=== EXERCISE DETAILS ===
Pick out every line in the data below that holds "cloud".

=== Collected data entries ===
════

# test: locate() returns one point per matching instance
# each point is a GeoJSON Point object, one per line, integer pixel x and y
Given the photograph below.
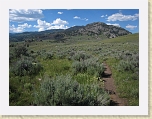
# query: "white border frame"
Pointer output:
{"type": "Point", "coordinates": [142, 109]}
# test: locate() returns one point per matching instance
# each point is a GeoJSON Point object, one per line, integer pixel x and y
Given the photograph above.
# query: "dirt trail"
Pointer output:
{"type": "Point", "coordinates": [111, 88]}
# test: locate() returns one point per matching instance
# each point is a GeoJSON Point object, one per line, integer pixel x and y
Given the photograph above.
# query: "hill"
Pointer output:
{"type": "Point", "coordinates": [93, 29]}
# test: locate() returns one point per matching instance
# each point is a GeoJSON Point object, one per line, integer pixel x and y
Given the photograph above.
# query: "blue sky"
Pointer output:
{"type": "Point", "coordinates": [22, 20]}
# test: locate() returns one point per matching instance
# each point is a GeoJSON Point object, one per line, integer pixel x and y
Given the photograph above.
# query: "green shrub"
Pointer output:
{"type": "Point", "coordinates": [20, 50]}
{"type": "Point", "coordinates": [63, 91]}
{"type": "Point", "coordinates": [91, 66]}
{"type": "Point", "coordinates": [80, 56]}
{"type": "Point", "coordinates": [25, 67]}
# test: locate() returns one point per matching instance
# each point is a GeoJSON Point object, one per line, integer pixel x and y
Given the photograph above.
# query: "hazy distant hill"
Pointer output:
{"type": "Point", "coordinates": [92, 29]}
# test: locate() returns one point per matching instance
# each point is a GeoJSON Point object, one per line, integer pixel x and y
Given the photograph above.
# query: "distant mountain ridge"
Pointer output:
{"type": "Point", "coordinates": [92, 29]}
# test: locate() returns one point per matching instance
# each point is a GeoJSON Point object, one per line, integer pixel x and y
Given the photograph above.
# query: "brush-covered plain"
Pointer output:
{"type": "Point", "coordinates": [50, 73]}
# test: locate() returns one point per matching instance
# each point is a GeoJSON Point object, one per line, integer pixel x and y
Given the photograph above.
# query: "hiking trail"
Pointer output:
{"type": "Point", "coordinates": [110, 87]}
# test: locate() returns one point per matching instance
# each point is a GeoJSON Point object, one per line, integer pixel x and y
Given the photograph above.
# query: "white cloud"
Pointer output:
{"type": "Point", "coordinates": [76, 17]}
{"type": "Point", "coordinates": [60, 12]}
{"type": "Point", "coordinates": [59, 21]}
{"type": "Point", "coordinates": [21, 15]}
{"type": "Point", "coordinates": [19, 28]}
{"type": "Point", "coordinates": [56, 24]}
{"type": "Point", "coordinates": [121, 17]}
{"type": "Point", "coordinates": [115, 24]}
{"type": "Point", "coordinates": [131, 27]}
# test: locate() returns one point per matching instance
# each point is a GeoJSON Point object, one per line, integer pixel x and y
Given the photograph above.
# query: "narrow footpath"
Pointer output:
{"type": "Point", "coordinates": [111, 88]}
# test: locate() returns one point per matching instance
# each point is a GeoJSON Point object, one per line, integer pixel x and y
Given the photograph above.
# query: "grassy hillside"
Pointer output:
{"type": "Point", "coordinates": [55, 73]}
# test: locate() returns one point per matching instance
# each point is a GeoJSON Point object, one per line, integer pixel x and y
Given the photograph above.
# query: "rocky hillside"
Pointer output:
{"type": "Point", "coordinates": [99, 28]}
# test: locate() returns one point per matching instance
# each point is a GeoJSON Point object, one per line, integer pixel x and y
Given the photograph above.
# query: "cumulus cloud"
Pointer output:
{"type": "Point", "coordinates": [115, 24]}
{"type": "Point", "coordinates": [19, 28]}
{"type": "Point", "coordinates": [131, 27]}
{"type": "Point", "coordinates": [56, 24]}
{"type": "Point", "coordinates": [60, 12]}
{"type": "Point", "coordinates": [21, 15]}
{"type": "Point", "coordinates": [76, 17]}
{"type": "Point", "coordinates": [59, 21]}
{"type": "Point", "coordinates": [121, 17]}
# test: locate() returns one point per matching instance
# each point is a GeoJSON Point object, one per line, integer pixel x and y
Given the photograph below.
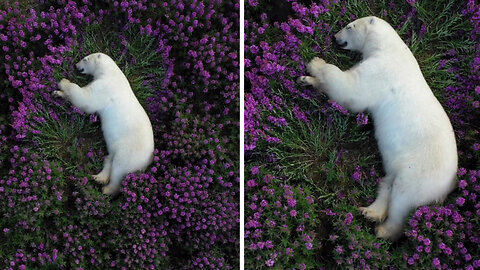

════

=== RESPONSE TO THE TASK ===
# query: "white cloud"
# query: "cumulus cloud"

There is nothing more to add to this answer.